Énoncé de l'exercice: Extrayez et recopiez à l'identique les lignes qui vont de celle qui contient « Task: locate the tree » jusqu'à celle qui contient « column 284, row 28 », cette dernière comprise.

Extraits du jeu:
>>>>

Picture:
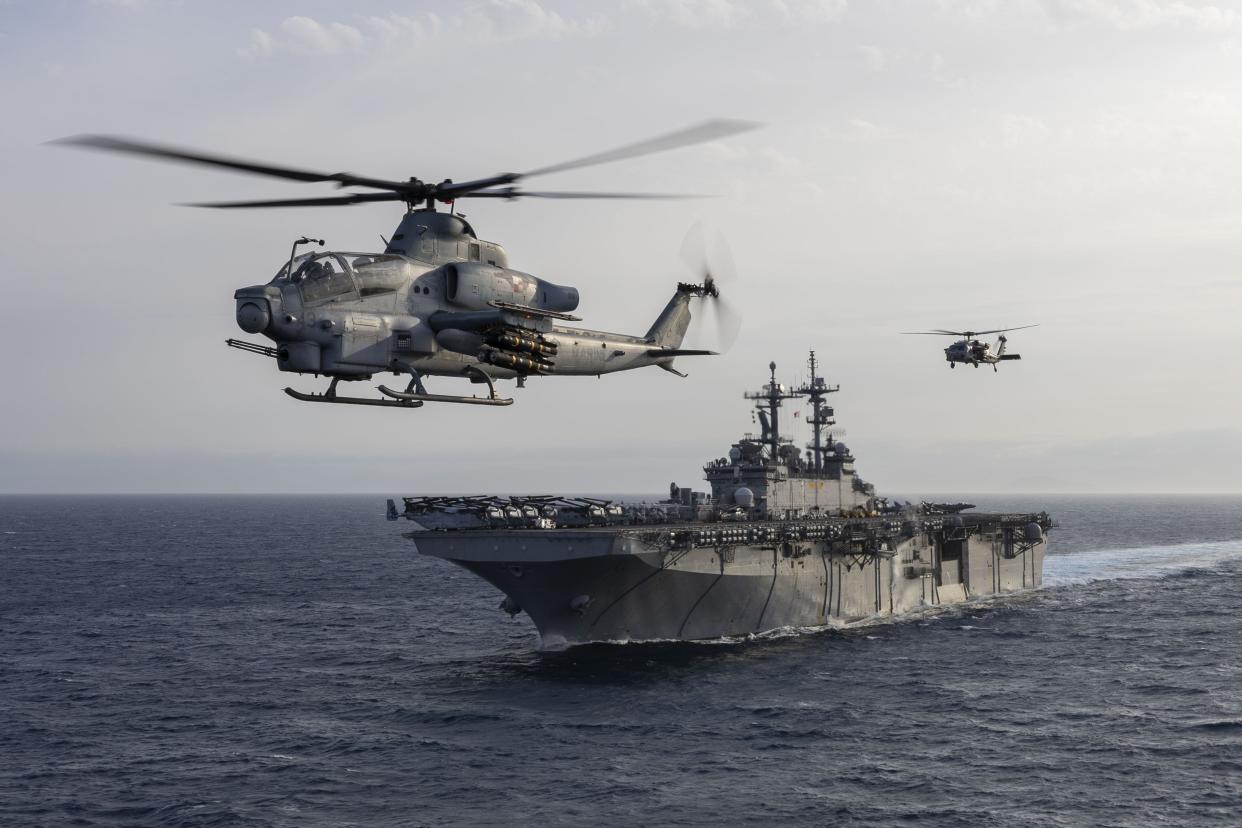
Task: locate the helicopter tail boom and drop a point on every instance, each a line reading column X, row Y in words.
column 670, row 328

<<<<
>>>>

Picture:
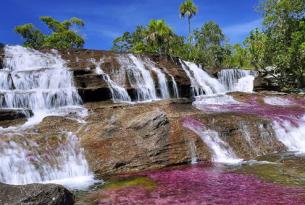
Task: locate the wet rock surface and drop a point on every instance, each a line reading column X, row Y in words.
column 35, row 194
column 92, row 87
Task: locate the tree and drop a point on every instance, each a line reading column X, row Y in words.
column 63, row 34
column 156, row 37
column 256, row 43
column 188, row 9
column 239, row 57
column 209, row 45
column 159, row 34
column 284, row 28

<<<<

Résultat:
Task: locate the tree and drop a point on every instance, each a line reading column X, row Y in words.
column 63, row 34
column 156, row 37
column 256, row 43
column 188, row 9
column 239, row 57
column 209, row 45
column 159, row 34
column 284, row 28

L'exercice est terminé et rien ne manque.